** start GIVEN DATA **

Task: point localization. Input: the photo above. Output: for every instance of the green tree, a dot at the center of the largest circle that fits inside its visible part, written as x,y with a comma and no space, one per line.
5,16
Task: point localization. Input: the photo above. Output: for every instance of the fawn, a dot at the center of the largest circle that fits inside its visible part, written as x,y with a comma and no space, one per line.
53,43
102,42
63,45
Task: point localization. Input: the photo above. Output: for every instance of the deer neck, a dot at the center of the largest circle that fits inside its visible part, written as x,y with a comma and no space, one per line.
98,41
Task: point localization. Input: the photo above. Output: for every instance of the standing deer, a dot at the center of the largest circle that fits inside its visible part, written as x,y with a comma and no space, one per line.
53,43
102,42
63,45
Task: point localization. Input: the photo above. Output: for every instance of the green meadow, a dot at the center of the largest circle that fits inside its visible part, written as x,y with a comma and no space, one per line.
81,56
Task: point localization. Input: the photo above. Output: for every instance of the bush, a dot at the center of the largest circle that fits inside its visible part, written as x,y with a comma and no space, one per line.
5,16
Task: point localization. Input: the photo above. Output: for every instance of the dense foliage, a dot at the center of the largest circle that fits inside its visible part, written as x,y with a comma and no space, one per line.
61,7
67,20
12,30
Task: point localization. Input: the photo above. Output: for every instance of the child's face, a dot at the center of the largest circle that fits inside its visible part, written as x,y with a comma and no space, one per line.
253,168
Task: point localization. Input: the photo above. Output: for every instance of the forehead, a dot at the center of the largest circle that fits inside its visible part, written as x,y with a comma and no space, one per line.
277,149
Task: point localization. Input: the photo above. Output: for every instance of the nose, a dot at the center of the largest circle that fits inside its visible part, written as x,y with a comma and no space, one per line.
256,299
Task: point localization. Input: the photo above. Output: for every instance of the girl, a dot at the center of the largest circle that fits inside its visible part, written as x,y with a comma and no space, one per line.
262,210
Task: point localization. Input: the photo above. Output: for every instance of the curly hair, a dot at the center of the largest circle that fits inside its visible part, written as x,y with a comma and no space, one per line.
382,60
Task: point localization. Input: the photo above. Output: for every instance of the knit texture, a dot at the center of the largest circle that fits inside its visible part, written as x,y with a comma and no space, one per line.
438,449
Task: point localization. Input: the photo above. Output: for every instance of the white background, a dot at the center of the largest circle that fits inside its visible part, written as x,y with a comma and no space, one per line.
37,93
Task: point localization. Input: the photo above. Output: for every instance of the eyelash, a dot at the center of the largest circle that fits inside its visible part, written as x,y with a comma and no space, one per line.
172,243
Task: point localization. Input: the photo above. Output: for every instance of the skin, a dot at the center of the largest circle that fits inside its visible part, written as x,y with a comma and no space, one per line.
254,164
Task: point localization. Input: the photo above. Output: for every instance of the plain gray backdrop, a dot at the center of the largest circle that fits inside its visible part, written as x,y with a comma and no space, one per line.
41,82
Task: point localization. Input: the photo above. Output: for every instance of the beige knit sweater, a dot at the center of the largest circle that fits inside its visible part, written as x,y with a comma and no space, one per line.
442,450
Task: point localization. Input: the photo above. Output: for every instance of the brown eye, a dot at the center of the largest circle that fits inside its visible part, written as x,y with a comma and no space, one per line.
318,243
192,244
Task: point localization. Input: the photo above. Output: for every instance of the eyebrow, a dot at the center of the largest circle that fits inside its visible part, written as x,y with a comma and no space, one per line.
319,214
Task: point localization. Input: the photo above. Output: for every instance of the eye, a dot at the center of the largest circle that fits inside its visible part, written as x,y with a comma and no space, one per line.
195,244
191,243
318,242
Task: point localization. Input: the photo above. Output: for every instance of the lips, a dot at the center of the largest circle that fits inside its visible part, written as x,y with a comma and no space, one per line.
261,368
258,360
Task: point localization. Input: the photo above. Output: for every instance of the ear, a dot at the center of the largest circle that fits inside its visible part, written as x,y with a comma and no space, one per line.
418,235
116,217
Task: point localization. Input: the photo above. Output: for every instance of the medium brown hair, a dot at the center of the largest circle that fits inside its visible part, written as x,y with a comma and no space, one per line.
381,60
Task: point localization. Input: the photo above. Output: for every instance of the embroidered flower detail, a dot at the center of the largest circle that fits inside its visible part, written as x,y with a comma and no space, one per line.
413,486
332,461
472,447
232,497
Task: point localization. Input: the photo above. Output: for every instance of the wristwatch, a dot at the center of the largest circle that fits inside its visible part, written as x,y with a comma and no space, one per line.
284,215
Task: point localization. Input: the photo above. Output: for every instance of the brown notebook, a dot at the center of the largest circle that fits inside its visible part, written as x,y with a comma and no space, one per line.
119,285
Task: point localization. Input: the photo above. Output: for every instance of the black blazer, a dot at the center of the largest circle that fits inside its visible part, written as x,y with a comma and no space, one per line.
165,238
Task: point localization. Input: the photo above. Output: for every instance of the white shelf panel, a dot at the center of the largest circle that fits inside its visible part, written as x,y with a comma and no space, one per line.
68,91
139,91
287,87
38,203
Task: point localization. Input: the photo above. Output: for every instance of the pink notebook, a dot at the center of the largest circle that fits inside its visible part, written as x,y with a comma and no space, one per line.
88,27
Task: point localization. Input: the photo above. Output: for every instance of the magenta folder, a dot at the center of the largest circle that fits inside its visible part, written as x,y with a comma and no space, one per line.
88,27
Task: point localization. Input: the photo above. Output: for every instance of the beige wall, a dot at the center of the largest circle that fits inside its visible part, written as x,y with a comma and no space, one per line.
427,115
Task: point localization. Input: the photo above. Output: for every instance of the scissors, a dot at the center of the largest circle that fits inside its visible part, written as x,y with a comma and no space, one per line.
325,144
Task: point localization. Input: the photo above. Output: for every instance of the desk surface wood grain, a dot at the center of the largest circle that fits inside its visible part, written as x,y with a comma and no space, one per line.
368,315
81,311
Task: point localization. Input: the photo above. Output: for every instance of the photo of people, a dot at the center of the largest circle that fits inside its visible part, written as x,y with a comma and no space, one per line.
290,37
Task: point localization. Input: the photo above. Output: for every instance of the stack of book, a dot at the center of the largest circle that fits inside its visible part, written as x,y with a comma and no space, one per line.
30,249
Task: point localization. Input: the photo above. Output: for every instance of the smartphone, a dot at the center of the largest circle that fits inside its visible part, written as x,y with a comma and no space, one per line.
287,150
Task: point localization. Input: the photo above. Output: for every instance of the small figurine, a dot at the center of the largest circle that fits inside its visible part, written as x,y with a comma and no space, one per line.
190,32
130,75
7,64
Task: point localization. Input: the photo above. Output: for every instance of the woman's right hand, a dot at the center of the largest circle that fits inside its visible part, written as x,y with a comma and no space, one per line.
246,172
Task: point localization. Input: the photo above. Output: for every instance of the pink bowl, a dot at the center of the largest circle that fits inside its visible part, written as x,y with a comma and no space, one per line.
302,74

** end GIVEN DATA **

**YOUR INSTRUCTIONS**
Print the whole listing exactly as it is.

**REPLY**
Task: point localization. Input: the photo above. Output: for every instance of the green tree, a dot at the center of the largest circle that fits inside its visible part, written as x,y with a comma and no space, one per line.
5,16
Task: point localization. Input: the photo above. Output: for every instance of the fawn, a dot at the center of the largest circle that fits inside its visible part, written as x,y with a comma and no space, one per line.
53,43
102,42
63,45
Task: point localization. Input: the photo above. Output: for every instance of the deer neck, a dot at the center of the largest circle that fits inside its visible part, written as x,y with a comma and no space, one per line.
98,41
Task: point localization. Input: the photo above. Output: for every instance of the standing deer, a dot at the center of the largest circle that fits inside its visible part, written as x,y with a comma and no space, one per line.
53,43
102,42
63,45
Task: point localization. Input: the photo above. Output: for every instance of the green meadow, a dot at the center of the largest circle that fits inside its visible part, written as x,y with a comma and no space, one per line.
81,56
Task: point localization. Input: the photo above. Output: for every instance of the bush, a dot at the center of the largest circle that fits inside its visible part, written as x,y with a comma and no space, one per line.
5,16
Task: point localization. Input: the photo above. Output: for every instance of the dense foliage, a dot at the center of the largest circle that fits inside its visible part, written as x,y with a comma and no space, one per line.
61,7
67,20
12,30
Task: point localization. Input: the photo above. Output: for every instance of the child's face, a dot at the center of the largest circle that fits inside its visible part, written as x,y with a comma and no space, one per line.
253,168
Task: point localization. Input: the photo above. Output: for every instance of the forehead, a dot at the center of the largest circle that fits inside its visible part, written as x,y with a comma and no space, one per line.
277,149
Task: point localization. Input: the photo above. Output: for every instance of the nose, a dot at the center of the largest circle that fits inside its visible part, written as x,y with a comma and no space, one per line.
256,299
Task: point localization. Input: the photo above. Output: for every instance of the girl, a dot at the center of the largest circle that fits inside its visible part, written as x,y with a comma and no space, one per line.
262,210
Task: point localization. Input: the photo above. Output: for every instance of the curly hair, a dot at the center of the largest circle that fits inside its visible part, written as x,y with a comma and no space, one per line.
382,60
Task: point localization. Input: the photo above. Output: for every instance of the knit texture, a dot at the center of the largest circle that fits inside its visible part, written as x,y with a comma and no space, one per line.
438,449
Task: point localization. Input: the photo above. Output: for every instance of the white background, a dot at the center of the largest circle that fits inside its visible part, written as x,y with a comma and no space, one per line.
37,93
Task: point localization. Input: the photo above. Output: for every instance of the eyelash, a dot at the center of the largest circle that fits inside its visible part, written as x,y with a comma and no space, one per line.
172,243
Task: point localization. Input: the photo above. Output: for every instance of the skin, a dot at the center of the largest circle that fits inside its visible part, written as x,y with a comma and no space, one per line.
254,164
Task: point localization. Input: the photo above. Output: for every instance of the plain gray backdrop, a dot at the center of the largest circle that fits inside its visible part, written as x,y with a comma and no space, one per line.
41,82
Task: point localization. Input: the photo above. Output: for every instance of the beige knit sweater, a dot at the center of the largest circle that fits inside its visible part, written as x,y with a comma and no space, one per line.
442,450
Task: point localization. Input: the photo above. Output: for every instance of the brown eye, a dot at the center of the largest circle that fits inside its visible part, written as x,y with a comma and no space, one per line.
318,243
192,244
Task: point localization. Input: the photo above. Output: for every instance of the eyebrow, a dot at the center of the largest circle that fits inside its visible part, written as x,y with a comma and no space, one per line.
319,214
Task: point localization. Input: the photo above. Output: for every instance of the eye, a dot at the center of the largest circle that fits inside its visible part, written as x,y with a comma and no space, one per line.
195,244
191,243
318,242
Task: point localization. Input: the photo above. Output: for every instance of the lips, a dot at the center of the largest circle that fits inside its visible part, written as x,y with a comma and no space, one per line.
261,368
258,360
Task: point localization. Input: the photo above. Output: for every instance of the ear, a dot at the center of the largest circle that fits inside its visible part, written as x,y with a comma and no space, one per line.
418,235
116,217
Task: point localization. Input: the photo above. Output: for every instance of the medium brown hair, a dot at the center of the largest circle that fits inside its visible part, written as x,y with a comma and no space, one per line.
381,60
Task: point localization. Input: the photo above. Output: for every instance of the embroidered flower detail, a dot at the center of the largest circle that fits inside its visible part, written as x,y with a comma and no space, one per line.
413,486
332,461
472,447
232,497
Task: point localization. Input: the photo above. Output: for every instance of the wristwatch, a dot at the center of the largest circle that fits inside its visible part, written as x,y with a comma and no space, one per line.
284,215
Task: point localization. Input: the photo above. Output: for every instance of the brown notebook, a dot at the center of the largest circle that fits inside its visible part, written as x,y with a comma and no space, one per line.
119,285
Task: point localization. Input: the photo above. Output: for every instance of the black blazer, a dot at the center of the largest circle that fits inside its visible part, written as x,y with a comma and no space, one per line.
165,238
Task: point localization. Input: the photo above. Output: for every instance of the white shelf panel, a dot at the center of the largest circle that fits inside its visible part, written as x,y with a comma and no space, one per line.
68,91
139,91
287,87
38,203
Task: point localization. Input: the photo above. Output: for every instance of the pink notebook, a dot at the center of the largest circle that fits inside its visible part, written as x,y with a comma and no space, one per line.
88,27
Task: point localization. Input: the photo above. Output: for every instance of the magenta folder, a dot at the center of the largest circle that fits inside its visible part, written as x,y with a comma and no space, one per line.
88,27
Task: point localization. Input: the photo above. Output: for every instance of the beige wall, a dot at the center of the largest circle that fits inside its visible part, written as x,y with a comma and no space, one per line.
427,115
Task: point localization. Input: the photo above. Output: for every instance of the scissors, a dot at the center of the largest circle that fits inside its visible part, written as x,y with a comma and no space, one per line.
325,144
Task: point localization. Input: the photo above. Output: for every instance of the desk surface wood grain, a dot at the center of the largest circle that fits inside its visible part, written as x,y with a comma and no space, one per line.
368,315
81,311
Task: point localization. Input: the photo above. Output: for every instance of the photo of people, a dot at the center of the largest circle that fits inside its visible part, written as x,y with a comma and no space, one per line.
290,37
Task: point localization. Input: the photo above. Output: for every instance of the stack of book, a dot at the center of the largest circle that fits inside its visible part, written as x,y with a comma and no space, one per line.
30,249
Task: point localization. Input: the photo above. Output: for every instance of the smartphone, a dot at the center of the largest circle that fits inside its visible part, written as x,y with a comma and no space, one per line.
287,150
Task: point localization. Input: the photo above. Output: for every instance of the small figurine, a dot at the center of the largest circle that fits inside its visible part, written as x,y with a comma and no space, one per line.
190,32
130,75
7,64
Task: point localization. Input: the photo above. Output: for every instance of the woman's right hand, a dot at the center of the largest circle that fits inside its visible part, written as x,y with a comma and no space, one per line.
246,172
Task: point localization. Input: the photo above. Output: for every instance of the pink bowl, a dot at the center of the largest circle that fits inside its visible part, written as x,y with a comma and no space, one per line.
302,74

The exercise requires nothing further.